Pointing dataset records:
"""
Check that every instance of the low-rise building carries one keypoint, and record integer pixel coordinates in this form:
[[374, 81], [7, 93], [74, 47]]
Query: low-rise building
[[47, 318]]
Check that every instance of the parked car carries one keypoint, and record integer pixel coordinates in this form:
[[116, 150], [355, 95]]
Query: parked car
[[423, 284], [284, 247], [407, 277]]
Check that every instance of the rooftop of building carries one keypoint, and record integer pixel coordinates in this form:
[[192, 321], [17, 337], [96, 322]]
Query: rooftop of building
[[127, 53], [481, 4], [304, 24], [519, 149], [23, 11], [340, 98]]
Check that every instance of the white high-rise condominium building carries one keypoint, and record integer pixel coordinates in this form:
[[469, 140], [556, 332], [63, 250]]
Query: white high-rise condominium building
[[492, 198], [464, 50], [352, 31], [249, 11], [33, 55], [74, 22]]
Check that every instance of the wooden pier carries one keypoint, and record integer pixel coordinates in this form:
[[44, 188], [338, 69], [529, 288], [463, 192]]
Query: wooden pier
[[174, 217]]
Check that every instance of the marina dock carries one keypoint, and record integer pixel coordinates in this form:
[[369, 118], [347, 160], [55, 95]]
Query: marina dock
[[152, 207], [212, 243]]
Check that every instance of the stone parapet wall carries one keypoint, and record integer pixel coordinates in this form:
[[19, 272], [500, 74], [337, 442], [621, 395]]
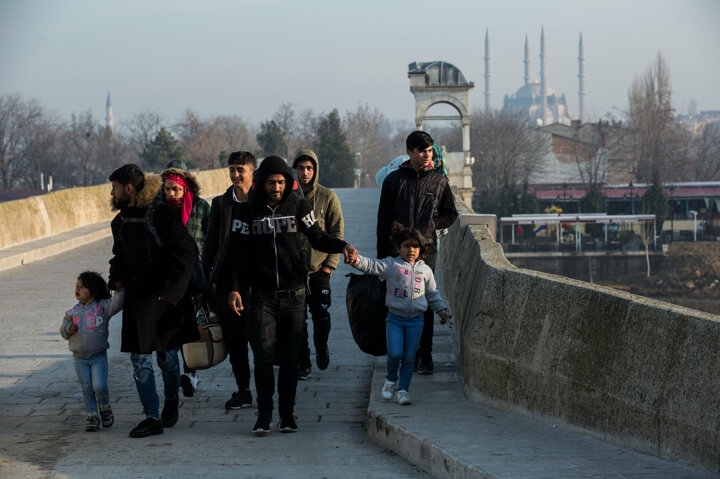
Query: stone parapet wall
[[636, 372], [45, 215]]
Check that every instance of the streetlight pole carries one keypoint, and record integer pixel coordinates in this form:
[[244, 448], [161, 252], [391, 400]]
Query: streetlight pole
[[694, 213], [672, 213]]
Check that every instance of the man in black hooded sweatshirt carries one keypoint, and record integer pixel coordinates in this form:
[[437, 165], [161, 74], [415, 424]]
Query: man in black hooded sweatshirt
[[267, 266]]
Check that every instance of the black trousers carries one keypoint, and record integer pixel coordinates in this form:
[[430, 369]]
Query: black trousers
[[317, 302], [425, 347], [276, 323], [235, 331]]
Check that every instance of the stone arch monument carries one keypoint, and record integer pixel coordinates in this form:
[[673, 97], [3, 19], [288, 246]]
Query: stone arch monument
[[441, 82]]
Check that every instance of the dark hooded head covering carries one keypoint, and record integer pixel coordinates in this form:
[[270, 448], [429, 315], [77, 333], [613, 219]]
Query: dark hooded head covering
[[272, 165]]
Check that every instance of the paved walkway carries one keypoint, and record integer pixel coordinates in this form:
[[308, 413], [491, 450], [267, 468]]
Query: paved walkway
[[339, 410]]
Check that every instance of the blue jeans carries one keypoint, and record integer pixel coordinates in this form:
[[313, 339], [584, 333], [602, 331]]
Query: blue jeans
[[403, 337], [92, 373], [144, 376], [276, 323]]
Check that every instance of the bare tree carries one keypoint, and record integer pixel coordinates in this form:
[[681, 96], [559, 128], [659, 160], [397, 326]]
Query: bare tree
[[82, 149], [141, 128], [202, 140], [704, 153], [19, 120], [236, 134], [658, 137], [369, 137], [507, 152]]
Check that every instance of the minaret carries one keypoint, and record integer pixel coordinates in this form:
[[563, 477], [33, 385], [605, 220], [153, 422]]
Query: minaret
[[108, 115], [527, 62], [487, 72], [581, 81], [543, 80]]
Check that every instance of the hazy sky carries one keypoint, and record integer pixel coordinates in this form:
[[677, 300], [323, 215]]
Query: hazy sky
[[246, 57]]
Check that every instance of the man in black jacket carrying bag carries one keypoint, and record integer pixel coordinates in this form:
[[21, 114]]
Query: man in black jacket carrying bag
[[266, 259], [417, 196], [241, 165]]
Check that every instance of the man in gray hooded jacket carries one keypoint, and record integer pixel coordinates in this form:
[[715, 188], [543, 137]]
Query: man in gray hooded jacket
[[328, 212]]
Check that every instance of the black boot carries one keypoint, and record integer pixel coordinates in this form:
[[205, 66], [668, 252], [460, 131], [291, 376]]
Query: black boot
[[147, 427], [169, 415]]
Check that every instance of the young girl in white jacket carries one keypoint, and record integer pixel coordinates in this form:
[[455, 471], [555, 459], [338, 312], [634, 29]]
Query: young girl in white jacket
[[410, 287], [86, 328]]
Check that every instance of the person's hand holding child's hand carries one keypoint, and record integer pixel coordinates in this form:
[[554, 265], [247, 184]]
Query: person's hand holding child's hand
[[350, 254]]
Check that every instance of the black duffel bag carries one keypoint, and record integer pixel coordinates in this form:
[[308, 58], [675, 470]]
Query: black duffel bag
[[365, 299]]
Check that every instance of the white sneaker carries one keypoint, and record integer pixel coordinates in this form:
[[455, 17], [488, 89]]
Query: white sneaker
[[388, 390], [188, 383]]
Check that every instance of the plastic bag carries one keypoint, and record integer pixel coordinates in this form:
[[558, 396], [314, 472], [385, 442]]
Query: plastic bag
[[365, 300]]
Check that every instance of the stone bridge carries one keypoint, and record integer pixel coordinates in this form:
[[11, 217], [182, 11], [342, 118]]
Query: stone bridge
[[560, 378]]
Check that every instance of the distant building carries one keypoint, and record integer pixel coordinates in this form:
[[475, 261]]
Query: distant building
[[535, 100], [599, 153], [109, 123]]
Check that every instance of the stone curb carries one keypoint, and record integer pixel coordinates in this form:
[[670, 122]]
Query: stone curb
[[14, 260], [421, 451]]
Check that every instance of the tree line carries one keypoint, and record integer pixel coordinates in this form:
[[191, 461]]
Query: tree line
[[81, 150], [353, 146]]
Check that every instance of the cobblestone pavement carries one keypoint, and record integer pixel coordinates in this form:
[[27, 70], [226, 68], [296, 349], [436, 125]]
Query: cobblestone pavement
[[42, 414]]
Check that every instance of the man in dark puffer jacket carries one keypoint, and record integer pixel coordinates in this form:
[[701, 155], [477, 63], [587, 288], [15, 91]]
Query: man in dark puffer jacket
[[417, 196]]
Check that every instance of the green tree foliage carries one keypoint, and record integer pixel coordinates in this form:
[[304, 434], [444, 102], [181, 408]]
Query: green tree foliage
[[271, 139], [334, 153], [593, 202], [163, 149]]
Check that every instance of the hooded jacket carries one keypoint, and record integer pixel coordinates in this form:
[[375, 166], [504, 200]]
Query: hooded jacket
[[92, 321], [266, 252], [417, 199], [328, 213], [197, 223], [151, 266], [216, 242]]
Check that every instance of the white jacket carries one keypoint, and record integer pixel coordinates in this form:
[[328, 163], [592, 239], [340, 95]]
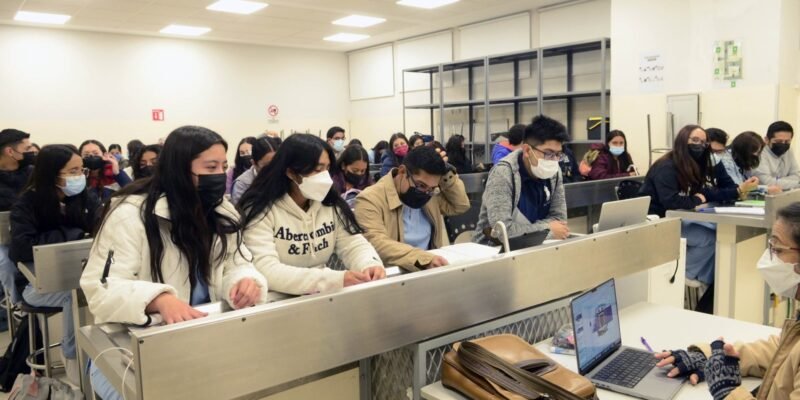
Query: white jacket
[[130, 287], [291, 247]]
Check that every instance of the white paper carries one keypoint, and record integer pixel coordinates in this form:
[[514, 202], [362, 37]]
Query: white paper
[[464, 253]]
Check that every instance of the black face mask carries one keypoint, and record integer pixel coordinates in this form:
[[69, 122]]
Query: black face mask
[[210, 189], [779, 149], [353, 179], [93, 162], [697, 151]]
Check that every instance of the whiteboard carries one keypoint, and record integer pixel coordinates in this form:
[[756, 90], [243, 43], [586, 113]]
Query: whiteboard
[[371, 72], [428, 50], [498, 36]]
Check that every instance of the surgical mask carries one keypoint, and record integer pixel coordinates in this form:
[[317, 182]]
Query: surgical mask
[[616, 150], [74, 185], [545, 169], [317, 186], [780, 276], [779, 148], [210, 189], [401, 151]]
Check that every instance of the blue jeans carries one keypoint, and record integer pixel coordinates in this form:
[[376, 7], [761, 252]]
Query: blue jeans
[[57, 299], [701, 241], [8, 273]]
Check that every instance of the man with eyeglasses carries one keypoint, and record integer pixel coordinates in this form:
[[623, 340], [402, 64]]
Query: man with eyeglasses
[[402, 213], [525, 190], [778, 166]]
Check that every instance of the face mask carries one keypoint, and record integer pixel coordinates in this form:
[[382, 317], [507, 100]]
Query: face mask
[[93, 162], [779, 275], [353, 179], [697, 151], [210, 189], [546, 169], [779, 148], [616, 150], [317, 186], [74, 185], [415, 198], [401, 151]]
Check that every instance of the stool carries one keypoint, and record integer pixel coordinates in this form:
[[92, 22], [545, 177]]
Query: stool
"""
*WHAT TO PRODUCE:*
Rewrite the listing above as a JSON list of strings with one string per line, skipping blank lines and leaving out the pictures. Begin at the line that has "Check that every instance of the stone parapet" and stop after the line that has "[[441, 82]]".

*SOLVED PROBLEM:*
[
  "Check that every instance of the stone parapet wall carries one keypoint, and record integer pixel coordinates in this form:",
  "[[19, 272], [500, 74], [337, 442], [621, 395]]",
  "Query: stone parapet wall",
  "[[636, 372], [45, 215]]",
  "Check that every instance of the streetlight pole carries one keypoint, and record integer pixel coordinates in this form:",
  "[[244, 448], [161, 252], [391, 400]]",
  "Query: streetlight pole",
  "[[694, 213], [672, 213]]",
  "Check that every instance of the man in black hooded sweatshirt carries one keypoint, and record integer pixel coordinates in this form:",
  "[[437, 165], [161, 74], [415, 424]]",
  "Query: man in black hooded sweatshirt",
  "[[267, 266]]",
  "Check that every instance of the black trousers carries one keypoint, and record integer pixel coordinates in this form:",
  "[[430, 369]]",
  "Query: black trousers",
  "[[317, 302], [425, 347], [276, 323], [235, 331]]",
  "Check that every instance of the stone arch monument carries one keypoint, and record integer pixel coordinates in this form:",
  "[[673, 97], [3, 19], [288, 246]]",
  "Query: stone arch monument",
  "[[441, 82]]"
]